• [What is needed] Please rewrite the part of the items that opens with the line containing "detect the brown" and closes with the end of the items, replacing "court snapshot" with "game image" and leaving everything else unchanged. Return only that part.

• [Raw data]
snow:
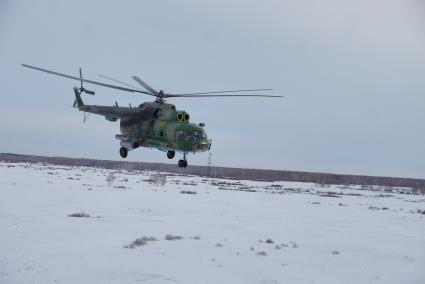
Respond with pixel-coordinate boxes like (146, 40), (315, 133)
(0, 163), (425, 283)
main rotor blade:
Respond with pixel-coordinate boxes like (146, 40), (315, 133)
(165, 89), (283, 98)
(164, 94), (283, 98)
(99, 74), (140, 90)
(22, 64), (155, 96)
(131, 76), (158, 94)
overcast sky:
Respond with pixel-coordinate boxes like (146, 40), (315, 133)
(0, 0), (425, 178)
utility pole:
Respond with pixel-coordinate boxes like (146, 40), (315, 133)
(207, 151), (212, 176)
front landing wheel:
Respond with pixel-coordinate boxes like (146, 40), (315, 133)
(120, 147), (128, 158)
(178, 160), (187, 168)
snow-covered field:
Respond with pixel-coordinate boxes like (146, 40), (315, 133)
(0, 163), (425, 284)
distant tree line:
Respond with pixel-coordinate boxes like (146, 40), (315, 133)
(0, 153), (425, 192)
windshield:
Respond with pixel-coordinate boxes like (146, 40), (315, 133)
(177, 130), (206, 143)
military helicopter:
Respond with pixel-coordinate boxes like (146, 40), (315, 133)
(22, 64), (282, 168)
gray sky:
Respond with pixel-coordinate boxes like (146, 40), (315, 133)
(0, 0), (425, 178)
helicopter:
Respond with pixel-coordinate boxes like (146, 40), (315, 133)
(22, 64), (282, 168)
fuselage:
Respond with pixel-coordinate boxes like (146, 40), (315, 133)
(120, 102), (211, 153)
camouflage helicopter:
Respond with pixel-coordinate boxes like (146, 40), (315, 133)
(22, 64), (282, 168)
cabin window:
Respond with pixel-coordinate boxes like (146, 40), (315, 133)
(176, 130), (185, 142)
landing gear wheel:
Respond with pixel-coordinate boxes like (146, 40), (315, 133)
(167, 151), (176, 159)
(120, 147), (128, 158)
(178, 160), (187, 168)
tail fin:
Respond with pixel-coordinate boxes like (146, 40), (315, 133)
(74, 87), (84, 107)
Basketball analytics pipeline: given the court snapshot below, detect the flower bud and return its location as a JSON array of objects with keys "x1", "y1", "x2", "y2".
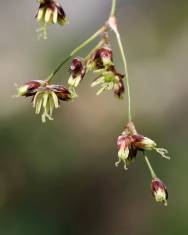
[
  {"x1": 115, "y1": 131, "x2": 136, "y2": 170},
  {"x1": 114, "y1": 75, "x2": 125, "y2": 98},
  {"x1": 36, "y1": 0, "x2": 67, "y2": 25},
  {"x1": 17, "y1": 80, "x2": 46, "y2": 97},
  {"x1": 92, "y1": 47, "x2": 113, "y2": 70},
  {"x1": 151, "y1": 178, "x2": 168, "y2": 206},
  {"x1": 68, "y1": 58, "x2": 86, "y2": 87},
  {"x1": 132, "y1": 135, "x2": 156, "y2": 151},
  {"x1": 47, "y1": 84, "x2": 71, "y2": 101}
]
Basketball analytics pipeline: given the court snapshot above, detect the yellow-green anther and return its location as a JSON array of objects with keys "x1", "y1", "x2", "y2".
[
  {"x1": 37, "y1": 8, "x2": 44, "y2": 21},
  {"x1": 43, "y1": 92, "x2": 49, "y2": 108},
  {"x1": 45, "y1": 8, "x2": 53, "y2": 23},
  {"x1": 35, "y1": 97, "x2": 42, "y2": 114},
  {"x1": 17, "y1": 85, "x2": 28, "y2": 96},
  {"x1": 53, "y1": 8, "x2": 58, "y2": 24},
  {"x1": 51, "y1": 91, "x2": 59, "y2": 109}
]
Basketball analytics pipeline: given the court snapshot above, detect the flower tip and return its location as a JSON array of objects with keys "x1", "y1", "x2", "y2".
[
  {"x1": 151, "y1": 178, "x2": 168, "y2": 206},
  {"x1": 17, "y1": 85, "x2": 28, "y2": 97}
]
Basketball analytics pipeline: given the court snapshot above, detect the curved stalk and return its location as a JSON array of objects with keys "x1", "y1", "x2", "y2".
[
  {"x1": 47, "y1": 26, "x2": 106, "y2": 83},
  {"x1": 110, "y1": 0, "x2": 117, "y2": 17},
  {"x1": 145, "y1": 156, "x2": 157, "y2": 179},
  {"x1": 113, "y1": 30, "x2": 132, "y2": 122}
]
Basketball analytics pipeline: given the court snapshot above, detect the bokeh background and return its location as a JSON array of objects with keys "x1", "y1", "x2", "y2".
[{"x1": 0, "y1": 0, "x2": 188, "y2": 235}]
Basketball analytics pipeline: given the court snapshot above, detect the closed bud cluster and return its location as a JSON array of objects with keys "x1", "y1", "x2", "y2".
[
  {"x1": 88, "y1": 47, "x2": 125, "y2": 98},
  {"x1": 36, "y1": 0, "x2": 67, "y2": 25},
  {"x1": 90, "y1": 47, "x2": 113, "y2": 71},
  {"x1": 151, "y1": 178, "x2": 168, "y2": 206},
  {"x1": 68, "y1": 58, "x2": 86, "y2": 88},
  {"x1": 18, "y1": 80, "x2": 72, "y2": 122}
]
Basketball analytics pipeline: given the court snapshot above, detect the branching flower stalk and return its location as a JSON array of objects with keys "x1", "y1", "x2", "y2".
[{"x1": 15, "y1": 0, "x2": 169, "y2": 205}]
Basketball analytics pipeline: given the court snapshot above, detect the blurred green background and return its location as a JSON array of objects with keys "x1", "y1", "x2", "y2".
[{"x1": 0, "y1": 0, "x2": 188, "y2": 235}]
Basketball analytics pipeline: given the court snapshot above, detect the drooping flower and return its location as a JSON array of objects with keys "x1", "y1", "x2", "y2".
[
  {"x1": 18, "y1": 80, "x2": 72, "y2": 122},
  {"x1": 151, "y1": 178, "x2": 168, "y2": 206},
  {"x1": 68, "y1": 57, "x2": 86, "y2": 88},
  {"x1": 36, "y1": 0, "x2": 67, "y2": 25},
  {"x1": 36, "y1": 0, "x2": 68, "y2": 39},
  {"x1": 115, "y1": 122, "x2": 169, "y2": 169}
]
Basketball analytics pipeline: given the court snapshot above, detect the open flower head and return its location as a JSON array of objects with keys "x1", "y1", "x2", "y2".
[
  {"x1": 36, "y1": 0, "x2": 67, "y2": 25},
  {"x1": 68, "y1": 57, "x2": 86, "y2": 88},
  {"x1": 36, "y1": 0, "x2": 68, "y2": 39},
  {"x1": 151, "y1": 178, "x2": 168, "y2": 206},
  {"x1": 18, "y1": 80, "x2": 72, "y2": 122}
]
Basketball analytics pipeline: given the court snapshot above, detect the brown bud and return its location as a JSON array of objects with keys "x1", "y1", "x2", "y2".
[{"x1": 18, "y1": 80, "x2": 46, "y2": 97}]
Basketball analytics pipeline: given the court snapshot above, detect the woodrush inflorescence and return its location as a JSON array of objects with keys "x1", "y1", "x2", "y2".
[{"x1": 17, "y1": 0, "x2": 169, "y2": 205}]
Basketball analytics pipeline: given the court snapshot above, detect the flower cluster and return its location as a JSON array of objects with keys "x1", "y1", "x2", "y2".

• [Answer below]
Basketball analytics pipeline: given the game image above, detect the brown bud and return its location as a JSON array of objects with keys "x1", "y1", "x2", "y2".
[{"x1": 18, "y1": 80, "x2": 46, "y2": 97}]
Basketball analytics pipeline: given the game image above, detect the woodrush inflorescence and return its location as a JSON array of objects with keys "x1", "y1", "x2", "y2".
[{"x1": 17, "y1": 0, "x2": 169, "y2": 205}]
Basketball analytics pipeline: given the game image above, detect the flower cluster and return its location as a JSON array of objects with keys "x1", "y1", "x2", "y2".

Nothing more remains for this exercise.